Records from a data source:
** Begin **

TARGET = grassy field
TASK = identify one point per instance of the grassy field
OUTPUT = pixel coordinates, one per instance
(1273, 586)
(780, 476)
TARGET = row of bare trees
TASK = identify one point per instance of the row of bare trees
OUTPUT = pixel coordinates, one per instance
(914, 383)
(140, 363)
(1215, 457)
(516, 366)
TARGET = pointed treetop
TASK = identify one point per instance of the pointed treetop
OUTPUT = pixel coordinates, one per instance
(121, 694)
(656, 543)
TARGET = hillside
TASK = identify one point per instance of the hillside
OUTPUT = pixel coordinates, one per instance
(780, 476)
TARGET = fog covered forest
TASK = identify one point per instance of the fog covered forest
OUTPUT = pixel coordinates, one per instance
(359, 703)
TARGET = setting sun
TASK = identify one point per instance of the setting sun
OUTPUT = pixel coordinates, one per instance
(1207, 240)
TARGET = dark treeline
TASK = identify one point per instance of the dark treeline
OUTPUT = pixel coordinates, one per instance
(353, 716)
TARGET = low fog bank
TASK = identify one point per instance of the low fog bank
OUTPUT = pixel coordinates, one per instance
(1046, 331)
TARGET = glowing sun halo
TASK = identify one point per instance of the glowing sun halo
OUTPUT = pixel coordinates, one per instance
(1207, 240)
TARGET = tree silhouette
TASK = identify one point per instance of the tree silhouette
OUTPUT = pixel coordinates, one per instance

** End **
** Begin **

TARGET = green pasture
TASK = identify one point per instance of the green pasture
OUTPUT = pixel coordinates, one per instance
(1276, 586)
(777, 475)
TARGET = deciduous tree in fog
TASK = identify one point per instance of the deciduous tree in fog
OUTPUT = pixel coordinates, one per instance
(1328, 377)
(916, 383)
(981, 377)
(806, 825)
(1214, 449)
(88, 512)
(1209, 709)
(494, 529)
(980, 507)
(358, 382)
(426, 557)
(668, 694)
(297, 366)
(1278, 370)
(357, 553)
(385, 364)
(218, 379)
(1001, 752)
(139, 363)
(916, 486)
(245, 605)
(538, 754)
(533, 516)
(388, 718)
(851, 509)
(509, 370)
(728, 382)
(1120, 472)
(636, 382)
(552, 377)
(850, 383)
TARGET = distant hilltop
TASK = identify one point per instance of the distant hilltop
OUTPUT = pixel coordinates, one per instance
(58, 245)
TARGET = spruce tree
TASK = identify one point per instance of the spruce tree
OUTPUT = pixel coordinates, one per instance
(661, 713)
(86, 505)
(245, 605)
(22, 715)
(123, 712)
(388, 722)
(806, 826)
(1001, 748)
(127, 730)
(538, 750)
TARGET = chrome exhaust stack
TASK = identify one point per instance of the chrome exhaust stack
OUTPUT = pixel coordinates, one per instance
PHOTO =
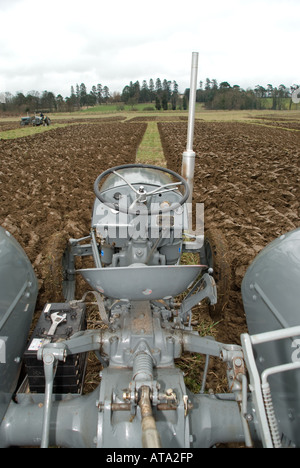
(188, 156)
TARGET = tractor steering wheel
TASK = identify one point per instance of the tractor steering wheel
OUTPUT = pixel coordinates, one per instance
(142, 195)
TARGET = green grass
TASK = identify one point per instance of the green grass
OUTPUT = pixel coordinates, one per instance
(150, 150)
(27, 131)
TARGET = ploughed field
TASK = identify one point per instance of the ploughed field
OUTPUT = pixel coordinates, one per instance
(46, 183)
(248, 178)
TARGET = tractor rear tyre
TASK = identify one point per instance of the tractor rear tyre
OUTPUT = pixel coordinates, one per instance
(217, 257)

** End **
** Begin **

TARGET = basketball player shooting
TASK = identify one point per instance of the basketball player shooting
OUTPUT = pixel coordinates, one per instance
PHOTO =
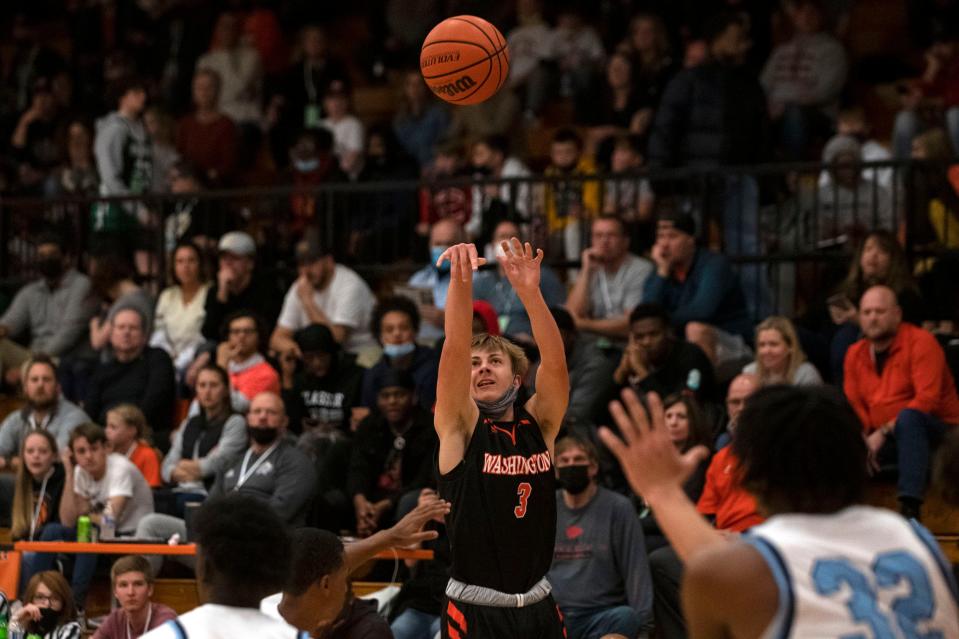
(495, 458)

** End **

THE REQUEST: Gather every line in the records containing the word "exhaust", matching case exactly.

RESULT OF THIS TASK:
TARGET = chrome exhaust stack
TASK = identify one point per instance of the chrome exhaust stack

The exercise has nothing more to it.